--- START Text provided ---
The violence broke out after hundreds of ethnic Uighurs protested at the detention of hundreds of people following recent violence that left at least 156 dead.

Xinjiang has long been a hotbed of ethnic tensions, fostered by a yawning economic gap between Uighurs and Han Chinese, government controls on religion and culture and an influx of Han Chinese migrants who now are the majority in most key cities.

A crowd of some 200 ethnic Uighurs confronted police complaining that family members had been arbitrarily arrested in a crackdown after rioting broke out in Urumqi on Sunday.

"My husband was taken away yesterday by police. They didn't say why. They just took him away," a woman who identified herself as Maliya told Reuters.

Fighting broke out when Uighur protesters advanced toward hundreds of anti-riot police carrying clubs and shields.

Abdul Ali, a Uighur man in his 20s who had taken off his shirt, held up his clenched fist. "They've been arresting us for no reason and it's time for us to fight back," he said

Ali said three of his brothers as well as a sister had been among 1,434 suspects taken into police custody for questioning. Local residents complained police were making indiscriminate sweeps of Uighur areas.

The crowd later started to thin out as the anti-riot police slowly retreated down the street on the outskirts of Urumqi.

Earlier today, Xinjiang's Communist Party leader Wang Lequan said Sunday's unrest had been quelled, although he warned "this struggle is far from over". Xinjiang's state-run media quoted Mr Wang as calling for officials to launch "a struggle against separatism".

Some Xinjiang newspapers also carried graphic pictures of the violence, including corpses, at least one of which showed a woman whose throat had been slashed.

Despite heightened security, some unrest appears to be spreading in the volatile region, where long-standing ethnic tensions periodically erupt into bloodshed. Police dispersed around 200 people at the Id Kah mosque in the Silk Road city of Kashgar last night, Xinhua said.

The report did not say if police used force but said checkpoints had been set up at crossroads between Kashgar airport and downtown. Kashgar is in the far west of Xinjiang.

Human Rights Watch's Asia advocacy director, Sophie Richardson, called for an independent probe into the unrest.

"Whoever started the violence, lowering ethnic tensions in the region requires the government to constructively address Uighur's grievances, not exacerbate them," she said.

Along with Tibet, Xinjiang is one of the most politically sensitive regions in China and in both places the government has sought to maintain its grip by controlling religious and cultural life while promising economic growth and prosperity.

But minorities have long complained that Han Chinese reap most of the benefits from official investment and subsidies, making locals feel like outsiders. Almost half of Xinjiang's 20 million people are Uighurs, while the population of Urumqi, which lies around 3,300 km west of Beijing, is mostly Han Chinese.

Chinese officials have already blamed the unrest on separatist groups abroad, who it says want to create an independent homeland for the Muslim Uighur minority.

Exiled Uighur businesswoman and activist Rebiya Kadeer, blamed by Chinese state media for being behind the violence, denied having any involvement. "These accusations are completely false," Ms Kadeer said through an interpreter in Washington, where she now lives.

In Washington, the White House said it was concerned about the deaths but it would be premature to speculate on the circumstances.
--- END Text provided ---
- Requests -
**a.** List every person named in the article on the Xinjiang unrest.
**b.** Using the article on the Xinjiang unrest, decide whether each statement agrees with it. Answer yes or no, and quote the words that settle it.
(i) Almost half of Xinjiang's population is Uighur.
(ii) Police dispersed around 200 people at a mosque in Urumqi.
(iii) Rebiya Kadeer admitted some involvement in the violence.
**c.** Answer these questions from the article on the Xinjiang unrest.
(i) How many suspects were taken into police custody for questioning?
(ii) About how far west of Beijing does Urumqi lie?
(iii) Who called for an independent probe into the unrest?
--- START Source material ---
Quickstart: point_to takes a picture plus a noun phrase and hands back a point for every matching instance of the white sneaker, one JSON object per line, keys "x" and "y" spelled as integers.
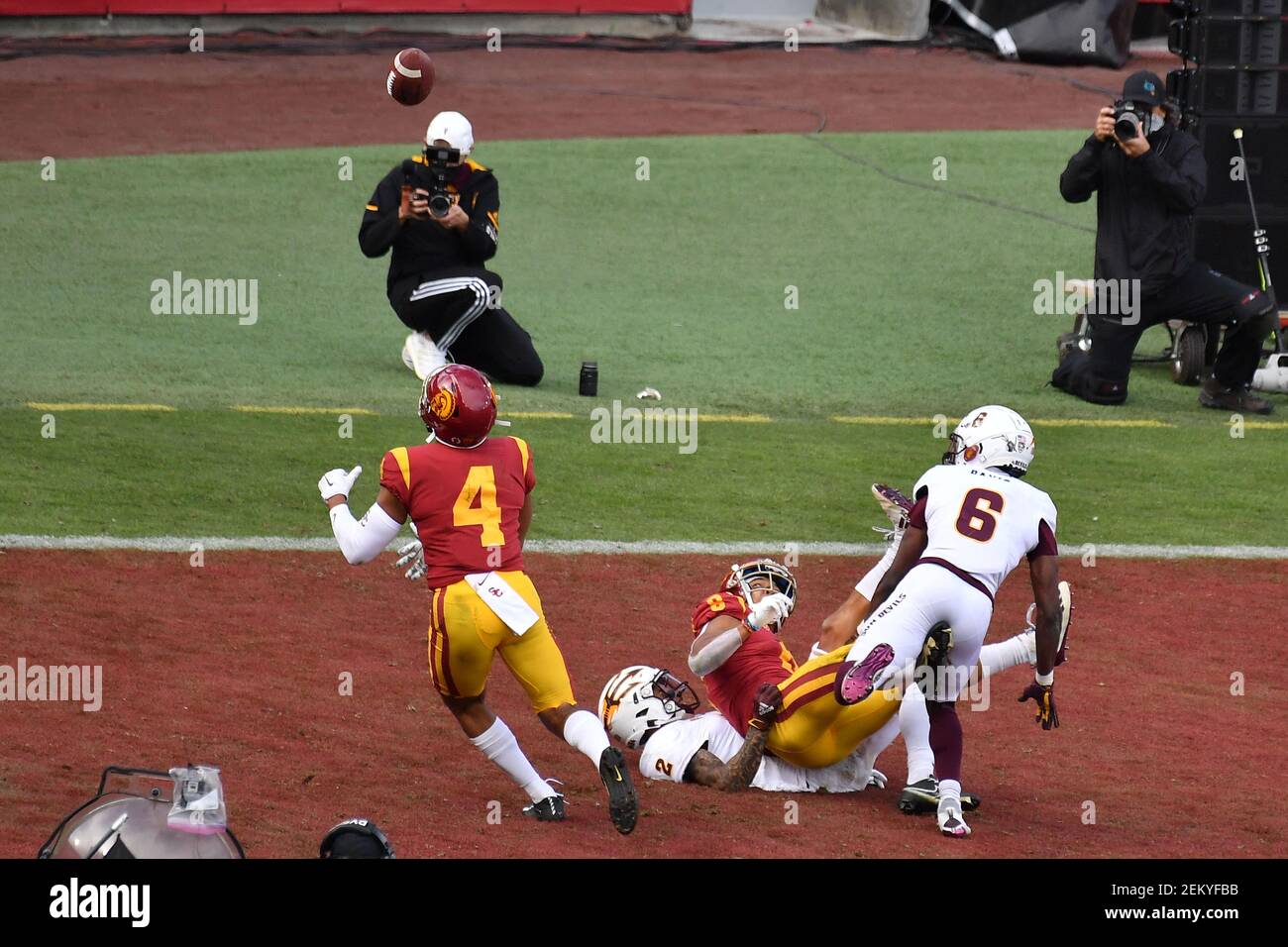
--- END Source material ---
- Complete answers -
**a.** Maliya, Abdul Ali, Wang Lequan, Sophie Richardson, Rebiya Kadeer

**b.**
(i) Yes: "Almost half of Xinjiang's 20 million people are Uighurs"
(ii) No: "Police dispersed around 200 people at the Id Kah mosque in the Silk Road city of Kashgar last night"
(iii) No: "denied having any involvement"

**c.**
(i) 1,434
(ii) Around 3,300 km
(iii) Sophie Richardson, Human Rights Watch's Asia advocacy director